Berechnung der Energieeffizienz für die ISO 50003

Berechnung der Energieeffizienz für die ISO 50003

Beitrag aktualisiert am 09.11.2021

Zur Themenwelt Energieeffizienz

Die multivariate Regressionsanalyse zur Berechnung der Energieeffizienz

Mit Einführung der neuen ISO 50003 seit dem 14. Oktober 2017 müssen die Unternehmen erstmals Verbesserungen bei der energetischen Leistung nachweisen. Eine Methode dafür ist die Multivariate Regressionsanalyse. Der wesentliche Unterschied zu der bisherigen Vorgehensweise: Sie berücksichtigt Einflussfaktoren, die auf den gesamten Produktionsprozess einwirken.

Früher wurde – vereinfacht gesagt – der Energieverbrauch eines Unternehmens mit der Produktionsmenge in Relation gesetzt. Das bedeutete also Angaben wie Kilowattstunde pro Tonne, pro Kubikmeter oder pro Quadratmeter. Diese Kennzahlen entsprechen den betriebswirtschaftlichen Kennzahlen. Damit bekommt die Unternehmensleitung durchaus einen guten Überblick über spezifische Energieverbräuche. Allerdings ist der Ansatz nicht für kontinuierliche Verbesserungen bei der Energieeffzienz geeignet.

----

● Aufgaben:
- 1) Beantworten Sie anhand des Beitrags zur ISO 50003 die folgenden Fragen:
(a) Seit welchem Datum gilt die neue ISO 50003?
(b) Welche Methode zum Nachweis von Verbesserungen bei der energetischen Leistung nennt der Beitrag?
(c) Zu welcher Größe wurde der Energieverbrauch eines Unternehmens früher in Relation gesetzt?
- 2) Nennen Sie alle Bezugsgrößen, auf die der Beitrag zur ISO 50003 die Kilowattstunde in den früheren Kennzahlen bezieht.
- 3) Führen Sie den Beitrag zur ISO 50003 im Anschluss an seinen letzten Satz fort.

● Vorliegende Auflistung:

----

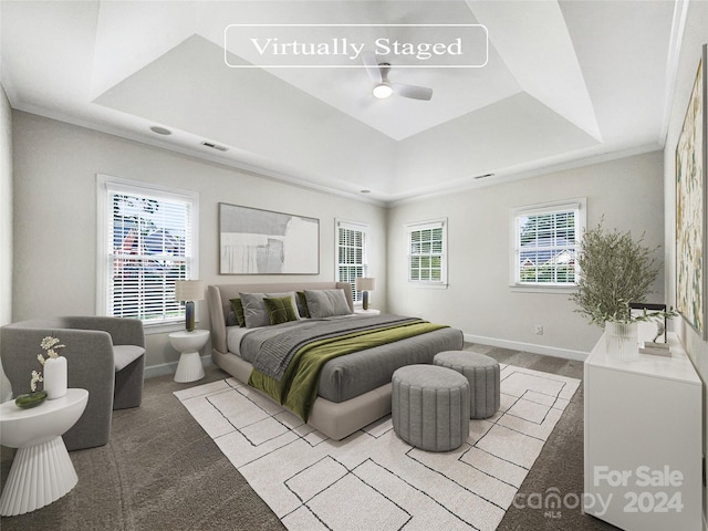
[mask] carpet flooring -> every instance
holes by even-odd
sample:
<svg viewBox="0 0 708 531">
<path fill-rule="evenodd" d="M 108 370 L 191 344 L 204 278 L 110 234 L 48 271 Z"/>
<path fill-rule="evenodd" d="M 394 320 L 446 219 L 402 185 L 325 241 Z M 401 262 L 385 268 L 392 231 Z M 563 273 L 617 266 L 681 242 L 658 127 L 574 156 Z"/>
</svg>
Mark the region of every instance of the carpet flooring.
<svg viewBox="0 0 708 531">
<path fill-rule="evenodd" d="M 291 531 L 494 531 L 580 385 L 500 364 L 501 403 L 445 452 L 386 416 L 332 440 L 236 378 L 176 392 Z"/>
<path fill-rule="evenodd" d="M 579 379 L 583 376 L 582 362 L 482 345 L 466 348 L 506 364 Z M 70 454 L 79 476 L 76 487 L 38 511 L 1 518 L 2 531 L 284 530 L 273 511 L 173 394 L 228 377 L 214 366 L 206 372 L 206 378 L 191 384 L 177 384 L 171 376 L 147 379 L 140 407 L 114 412 L 108 445 Z M 1 448 L 2 486 L 13 452 Z M 519 499 L 543 496 L 549 489 L 571 500 L 583 492 L 582 386 L 521 485 Z M 523 503 L 512 503 L 497 528 L 498 531 L 571 529 L 616 528 L 584 514 L 580 507 L 563 507 L 549 513 Z"/>
</svg>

----

● Erwartete Ergebnisse:
- 1)
(a) Seit dem 14. Oktober 2017.
(b) Die multivariate Regressionsanalyse.
(c) Zur Produktionsmenge.

- 2) Tonne, Kubikmeter, Quadratmeter

- 3)
Beispiel: Die multivariate Regressionsanalyse in der Praxis

Ein Fleischproduzent hat beispielsweise zwei Standorte mit zwei Produktionsbetrieben mit ähnlichem Aufbau und ähnlichen Produkten. Doch bei einer Niederlassung gab es regelmäßig unerklärliche Spitzen beim Energieverbrauch. Eine detaillierte Untersuchung ergab, dass bei dieser Produktionsanlage die Klimaanlage ungünstig platziert war, so dass der Wind – bei bestimmten Wetterkonstellationen – auf Hochtouren lief. Erst die Analyse des Wetters und der Windrichtungen ergab sinnvolle Ansätze für Verbesserungsmaßnahmen.

Oder bei der Speiseeis-Produktion: Der Energieverbrauch ist während der Hauptsaison hoch und während der Nebensaison niedrig. Das ergibt im Sommer schlechte und im Winter gute Energiekennziffern – möchte man meinen. Aber das stimmt nur bedingt: Denn auch im Winter müssen die Vorprodukte gekühlt, die Eismaschinen laufen und die erzeugten Produkte konserviert werden. Auf Basis der so ermittelten Kennziffern kann der Chef eines Speiseeis-Unternehmens nicht beurteilen, ob Verbesserungen bei der Energieeffizienz das gewünschte Ergebnis bringen. Dafür ist eine detailliertere Aufschlüsselung des Energieverbrauchs notwendig.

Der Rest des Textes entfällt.